- [BRONTEKST]
Weet je, het voelde fijn aan.

Eenentwintig

Deze avond waren Bart en ik uitgenodigd bij goeie vrienden van ons. We zien elkaar veel te weinig, maar we hebben dan elk ook een druk leven, en weinig tijd voor sociale contacten. Jammer eigenlijk, dat merk ik telkens weer.

Gwen en Erik zijn studiegenoten van me, we hebben samen de unief doorsparteld (al is dat adjectief niet correct wat Erik betreft), en zijn altijd goeie vrienden gebleven. Zij was mijn getuige, ik was de hare. Onze levens zijn eigenlijk ook vrij gelijklopend: met een jaar verschil getrouwd, ongeveer tegelijk een huis gekocht, en dan aan kinderen (willen) beginnen.We droomden ervan om samen in 1997 zwanger te zijn.

Zij hadden meer geluk dan wij: in 99 werd Leander geboren, en stelden wij vast dat IVF voor ons de enige oplossing ging zijn. Na Leander ging het voor hen echter ook bepaald minder vlot, zodat ze uiteindelijk Ernest hebben geadopteerd, een jaartje ouder dan onze Wolf. Twee jaar geleden kwam daar voor hen ook nog Elly bij, toen Kobe al een jaartje was.

En dat was dat, dachten we allebei. Een mooi gezin, met de nodige drukte, heen-en-weergerij op woensdag en zaterdag, en weinig tijd voor de vrienden. Al het babygerief netjes doorgegeven, de kamers mooi gepland, en de opluchting bijna van de pampers af te zijn.

En toen werd ik onverwacht zwanger. Totaal onverwacht en verrassend, maar niet onwelkom. En toen belde ik naar haar, vertelde ik het nieuws, en bleef het een tijdje stil aan de andere kant van de lijn. Pure verrassing. En toen bleek ook zij groot nieuws te hebben: jawel, ook al was de kans op kinderen bij hen even astronomisch klein als bij ons, ook zij bleek zwanger. En bleef het even stil aan mijn kant van de lijn.

Deze avond zaten we dan bij hen thuis aan tafel. Ze zijn in december verhuisd, en we hadden het huis nog niet eens gezien. Eerst nog even op hun effen laten komen, en toen voelden we ons allebei veel te mottig om nog mensen te zien. Het huis is prachtig, overigens, ik zou er zó kunnen wonen.

Het fijne was, dat we elkaar misschien al een half jaar niet gezien hadden, maar dat dat niks uitmaakte. Oude vertrouwde vrienden, noemde Bart het. We praatten als vanouds, met discussies en plagerijen, en vooral een groot begrip van en voor elkaar. Met een gedeeld verleden, en dus niks uit te leggen.

Plots realiseerde ik me dat we elkaar al eenentwintig jaar kenden. En dat dat eigenlijk verdomde lang is, en meer dan de helft van ons leven.

- [UIT TE VOEREN TAKEN]
- A) Noem alle namen van kinderen die in de tekst over de vriendschap met Gwen en Erik voorkomen.
- B) Ga verder met de tekst over de vriendschap met Gwen en Erik, vanaf het punt waar die ophoudt.

- [GEGEVEN REGELS]

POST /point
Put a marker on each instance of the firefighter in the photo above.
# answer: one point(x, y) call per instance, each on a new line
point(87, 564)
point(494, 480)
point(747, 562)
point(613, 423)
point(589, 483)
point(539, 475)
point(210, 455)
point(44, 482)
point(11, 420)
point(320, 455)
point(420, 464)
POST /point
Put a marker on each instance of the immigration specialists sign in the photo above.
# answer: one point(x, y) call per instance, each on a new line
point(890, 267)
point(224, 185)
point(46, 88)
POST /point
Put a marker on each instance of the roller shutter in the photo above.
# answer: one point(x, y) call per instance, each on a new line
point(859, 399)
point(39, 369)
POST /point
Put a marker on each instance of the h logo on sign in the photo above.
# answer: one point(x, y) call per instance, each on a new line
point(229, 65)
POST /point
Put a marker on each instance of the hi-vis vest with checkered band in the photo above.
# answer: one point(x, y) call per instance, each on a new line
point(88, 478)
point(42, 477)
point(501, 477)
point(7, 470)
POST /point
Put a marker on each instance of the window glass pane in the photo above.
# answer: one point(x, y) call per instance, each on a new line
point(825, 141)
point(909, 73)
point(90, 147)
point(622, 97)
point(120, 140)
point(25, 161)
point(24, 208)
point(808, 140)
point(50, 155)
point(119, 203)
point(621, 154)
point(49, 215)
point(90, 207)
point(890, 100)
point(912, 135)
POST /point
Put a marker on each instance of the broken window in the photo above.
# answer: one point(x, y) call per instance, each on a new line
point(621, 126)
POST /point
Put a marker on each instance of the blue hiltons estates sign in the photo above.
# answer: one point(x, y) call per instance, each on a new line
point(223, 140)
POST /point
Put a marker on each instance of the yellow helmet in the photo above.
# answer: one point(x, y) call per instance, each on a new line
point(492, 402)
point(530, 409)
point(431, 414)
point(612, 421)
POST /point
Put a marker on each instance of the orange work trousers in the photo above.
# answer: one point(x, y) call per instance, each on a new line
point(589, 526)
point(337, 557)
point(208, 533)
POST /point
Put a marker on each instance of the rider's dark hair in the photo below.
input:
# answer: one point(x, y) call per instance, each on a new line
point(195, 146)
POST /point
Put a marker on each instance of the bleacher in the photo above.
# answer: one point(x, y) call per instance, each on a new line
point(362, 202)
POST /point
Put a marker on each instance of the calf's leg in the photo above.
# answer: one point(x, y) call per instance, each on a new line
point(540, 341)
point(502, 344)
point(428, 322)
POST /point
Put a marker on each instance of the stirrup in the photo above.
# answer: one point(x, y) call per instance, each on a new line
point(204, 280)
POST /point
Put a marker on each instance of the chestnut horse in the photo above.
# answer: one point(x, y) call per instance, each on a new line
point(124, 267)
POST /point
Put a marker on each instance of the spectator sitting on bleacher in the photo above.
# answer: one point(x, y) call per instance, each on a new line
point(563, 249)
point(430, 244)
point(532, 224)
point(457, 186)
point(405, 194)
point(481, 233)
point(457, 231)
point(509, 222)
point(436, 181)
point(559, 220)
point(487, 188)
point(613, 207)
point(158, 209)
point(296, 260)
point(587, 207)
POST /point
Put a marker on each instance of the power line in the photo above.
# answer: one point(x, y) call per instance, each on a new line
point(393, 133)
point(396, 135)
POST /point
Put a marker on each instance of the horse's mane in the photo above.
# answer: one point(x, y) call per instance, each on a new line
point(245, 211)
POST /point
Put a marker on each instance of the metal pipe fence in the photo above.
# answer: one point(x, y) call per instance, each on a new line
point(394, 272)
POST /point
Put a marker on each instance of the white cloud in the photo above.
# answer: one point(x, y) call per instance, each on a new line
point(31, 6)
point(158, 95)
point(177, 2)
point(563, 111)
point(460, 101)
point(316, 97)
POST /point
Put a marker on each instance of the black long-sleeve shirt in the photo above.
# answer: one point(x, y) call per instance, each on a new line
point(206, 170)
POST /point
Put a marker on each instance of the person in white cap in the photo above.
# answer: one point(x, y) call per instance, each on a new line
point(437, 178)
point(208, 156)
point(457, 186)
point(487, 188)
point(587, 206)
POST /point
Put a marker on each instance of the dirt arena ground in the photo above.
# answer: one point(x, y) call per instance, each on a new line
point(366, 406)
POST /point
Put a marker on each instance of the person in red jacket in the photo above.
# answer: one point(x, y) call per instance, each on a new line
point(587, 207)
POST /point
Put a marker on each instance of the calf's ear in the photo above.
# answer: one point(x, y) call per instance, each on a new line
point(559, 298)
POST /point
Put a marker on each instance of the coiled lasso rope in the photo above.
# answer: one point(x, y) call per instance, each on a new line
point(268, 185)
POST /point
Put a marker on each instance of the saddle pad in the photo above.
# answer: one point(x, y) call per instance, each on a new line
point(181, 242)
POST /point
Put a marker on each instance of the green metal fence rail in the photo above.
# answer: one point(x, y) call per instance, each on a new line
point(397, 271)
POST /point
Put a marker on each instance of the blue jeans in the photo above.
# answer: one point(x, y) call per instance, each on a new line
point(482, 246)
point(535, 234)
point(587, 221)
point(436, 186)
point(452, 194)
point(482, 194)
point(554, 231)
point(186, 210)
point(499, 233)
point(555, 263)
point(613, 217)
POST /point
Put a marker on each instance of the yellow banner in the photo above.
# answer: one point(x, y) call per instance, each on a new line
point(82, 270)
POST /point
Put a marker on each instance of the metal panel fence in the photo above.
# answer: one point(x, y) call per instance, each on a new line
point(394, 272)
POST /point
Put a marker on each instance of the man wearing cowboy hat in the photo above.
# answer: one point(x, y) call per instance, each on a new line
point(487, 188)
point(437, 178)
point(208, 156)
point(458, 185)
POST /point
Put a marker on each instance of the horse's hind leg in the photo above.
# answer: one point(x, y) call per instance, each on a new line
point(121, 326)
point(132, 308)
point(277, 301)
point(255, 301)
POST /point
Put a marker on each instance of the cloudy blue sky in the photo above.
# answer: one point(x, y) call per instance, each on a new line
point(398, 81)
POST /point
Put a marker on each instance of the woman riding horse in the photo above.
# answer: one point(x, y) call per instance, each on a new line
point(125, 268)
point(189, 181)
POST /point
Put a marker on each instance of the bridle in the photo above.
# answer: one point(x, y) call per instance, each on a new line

- [RESULTATEN]
- A) Leander, Ernest, Wolf, Elly, Kobe

- B)
Ik hoop dat we er minstens nog evenveel jaar in vriendschap kunnen bijdoen. Want zo’n goeie vrienden, al zie je ze maar af en toe, zijn goud waard. Dat heb ik vanavond maar al te goed beseft.

Idus Martiae

Brutus-Obversebrutus-reverse

“Beware, beware the Ides of March!”

Volgens Shakespeare kreeg Caesar deze woorden exact 2054 jaar geleden te horen, en lachte hij ze weg.

Helaas, later die dag werd hij door een aantal senatoren, waaronder zijn adoptiefzoon Brutus, neergestoken.

Ik was het zelf vergeten, maar mijn onvolprezen stagiair had eraan gedacht, en tot mijn grote vreugde wisten de leerlingen het ook meteen. Jawel, soms lukt het hen iets bij te brengen :-p

Oudercontact

Voor de meeste collega’s is dit oudercontact een slag in het water: er is wel een rapport van dagelijks werk geweest, maar veel ouders zie je toch niet: de examens zijn nog veraf, en als er leerlingen in de problemen zitten, weten die doorgaans wel waarom. Daarom duurt dit oudercontact geen drie, maar twee uur.

Toch heb ik de hele tijd mensen gehad. Blij, want het waren telkens weer mensen met zinnige problemen en vragen. En dan heb ik vaak medelijden met die ouders in kwestie.

Er is de vader die zich geen raad meer weet met de puberende zoon, en ook niet weet hoe hij bepaald negatief gedrag kan keren.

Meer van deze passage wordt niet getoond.